Every line that contains "dark" must be located and copied from the data.

━━━ Exercise input

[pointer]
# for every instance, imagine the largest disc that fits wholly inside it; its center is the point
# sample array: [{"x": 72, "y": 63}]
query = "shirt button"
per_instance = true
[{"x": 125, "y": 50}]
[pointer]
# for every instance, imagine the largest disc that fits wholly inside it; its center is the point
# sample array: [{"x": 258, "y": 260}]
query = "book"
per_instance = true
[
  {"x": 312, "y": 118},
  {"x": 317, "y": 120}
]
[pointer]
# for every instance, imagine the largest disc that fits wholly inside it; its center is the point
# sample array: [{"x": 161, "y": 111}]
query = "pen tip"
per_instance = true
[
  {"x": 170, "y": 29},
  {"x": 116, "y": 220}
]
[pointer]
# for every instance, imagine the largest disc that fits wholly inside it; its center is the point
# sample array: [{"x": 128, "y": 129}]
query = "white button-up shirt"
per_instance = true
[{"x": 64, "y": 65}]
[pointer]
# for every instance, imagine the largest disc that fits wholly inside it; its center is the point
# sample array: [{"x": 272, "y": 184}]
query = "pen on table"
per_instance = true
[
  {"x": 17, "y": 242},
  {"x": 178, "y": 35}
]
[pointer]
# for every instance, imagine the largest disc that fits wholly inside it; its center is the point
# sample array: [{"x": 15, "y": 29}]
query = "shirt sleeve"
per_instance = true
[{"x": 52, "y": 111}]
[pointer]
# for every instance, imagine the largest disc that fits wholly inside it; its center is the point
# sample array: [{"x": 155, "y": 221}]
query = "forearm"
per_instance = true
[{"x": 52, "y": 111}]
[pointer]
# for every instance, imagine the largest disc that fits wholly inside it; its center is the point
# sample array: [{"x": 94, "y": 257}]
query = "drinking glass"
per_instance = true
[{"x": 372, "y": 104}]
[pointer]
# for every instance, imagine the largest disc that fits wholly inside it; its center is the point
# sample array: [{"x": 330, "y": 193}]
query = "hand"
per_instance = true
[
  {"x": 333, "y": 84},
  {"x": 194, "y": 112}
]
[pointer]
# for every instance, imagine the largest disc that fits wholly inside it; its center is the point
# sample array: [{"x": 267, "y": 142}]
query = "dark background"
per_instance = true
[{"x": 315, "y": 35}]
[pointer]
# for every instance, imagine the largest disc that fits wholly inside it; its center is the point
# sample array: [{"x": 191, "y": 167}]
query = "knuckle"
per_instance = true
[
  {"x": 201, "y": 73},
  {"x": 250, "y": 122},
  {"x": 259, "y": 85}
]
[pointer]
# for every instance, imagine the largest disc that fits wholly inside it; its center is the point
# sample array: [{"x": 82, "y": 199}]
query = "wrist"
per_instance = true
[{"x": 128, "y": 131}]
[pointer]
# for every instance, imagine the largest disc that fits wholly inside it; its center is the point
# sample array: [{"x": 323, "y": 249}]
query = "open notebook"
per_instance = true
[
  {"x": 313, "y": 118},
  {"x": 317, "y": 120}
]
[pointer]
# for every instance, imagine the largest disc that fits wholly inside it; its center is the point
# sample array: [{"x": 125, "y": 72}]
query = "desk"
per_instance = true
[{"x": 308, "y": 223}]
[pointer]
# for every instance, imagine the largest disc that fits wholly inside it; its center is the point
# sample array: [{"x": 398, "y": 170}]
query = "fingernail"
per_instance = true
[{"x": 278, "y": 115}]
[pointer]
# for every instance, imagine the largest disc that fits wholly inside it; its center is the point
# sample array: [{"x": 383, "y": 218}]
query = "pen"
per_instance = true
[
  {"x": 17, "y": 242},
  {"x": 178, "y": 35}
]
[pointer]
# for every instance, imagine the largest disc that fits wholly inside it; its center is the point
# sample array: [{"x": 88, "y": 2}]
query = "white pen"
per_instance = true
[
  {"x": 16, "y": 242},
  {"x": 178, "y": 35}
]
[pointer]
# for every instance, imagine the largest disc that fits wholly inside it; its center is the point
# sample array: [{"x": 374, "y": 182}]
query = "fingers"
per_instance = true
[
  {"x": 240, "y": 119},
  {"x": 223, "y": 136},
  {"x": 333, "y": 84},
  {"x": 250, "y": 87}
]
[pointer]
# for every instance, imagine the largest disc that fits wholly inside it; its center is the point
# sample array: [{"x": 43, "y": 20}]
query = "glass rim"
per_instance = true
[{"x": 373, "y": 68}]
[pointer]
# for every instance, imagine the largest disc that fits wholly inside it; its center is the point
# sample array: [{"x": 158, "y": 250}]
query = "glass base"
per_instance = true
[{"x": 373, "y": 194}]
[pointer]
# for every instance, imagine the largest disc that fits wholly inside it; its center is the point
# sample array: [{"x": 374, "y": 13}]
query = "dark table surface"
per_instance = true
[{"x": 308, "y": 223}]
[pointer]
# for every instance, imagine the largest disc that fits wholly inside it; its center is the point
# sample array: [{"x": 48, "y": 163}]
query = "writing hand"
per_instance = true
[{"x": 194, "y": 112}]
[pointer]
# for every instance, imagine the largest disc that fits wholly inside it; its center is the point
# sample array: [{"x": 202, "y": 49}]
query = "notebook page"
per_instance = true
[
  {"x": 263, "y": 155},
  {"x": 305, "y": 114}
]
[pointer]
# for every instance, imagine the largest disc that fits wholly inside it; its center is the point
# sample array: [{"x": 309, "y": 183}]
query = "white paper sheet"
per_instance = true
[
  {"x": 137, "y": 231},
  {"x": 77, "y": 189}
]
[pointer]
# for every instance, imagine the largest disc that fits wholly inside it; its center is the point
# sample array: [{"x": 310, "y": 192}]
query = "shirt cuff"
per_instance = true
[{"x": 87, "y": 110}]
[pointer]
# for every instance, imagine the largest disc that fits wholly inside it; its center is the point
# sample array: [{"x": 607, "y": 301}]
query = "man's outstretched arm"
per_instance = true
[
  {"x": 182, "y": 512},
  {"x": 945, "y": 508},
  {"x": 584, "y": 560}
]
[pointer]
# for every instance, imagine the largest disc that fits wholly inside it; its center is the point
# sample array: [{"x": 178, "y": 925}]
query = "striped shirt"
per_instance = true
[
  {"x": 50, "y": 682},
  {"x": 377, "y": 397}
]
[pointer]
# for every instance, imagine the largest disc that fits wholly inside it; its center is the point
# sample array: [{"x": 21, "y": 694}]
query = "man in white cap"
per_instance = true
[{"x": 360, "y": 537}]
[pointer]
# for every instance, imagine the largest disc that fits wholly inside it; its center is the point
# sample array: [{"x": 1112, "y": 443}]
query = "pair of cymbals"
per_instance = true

━━━━━━

▶ Solution to the exercise:
query = "dark background"
query = "dark table surface"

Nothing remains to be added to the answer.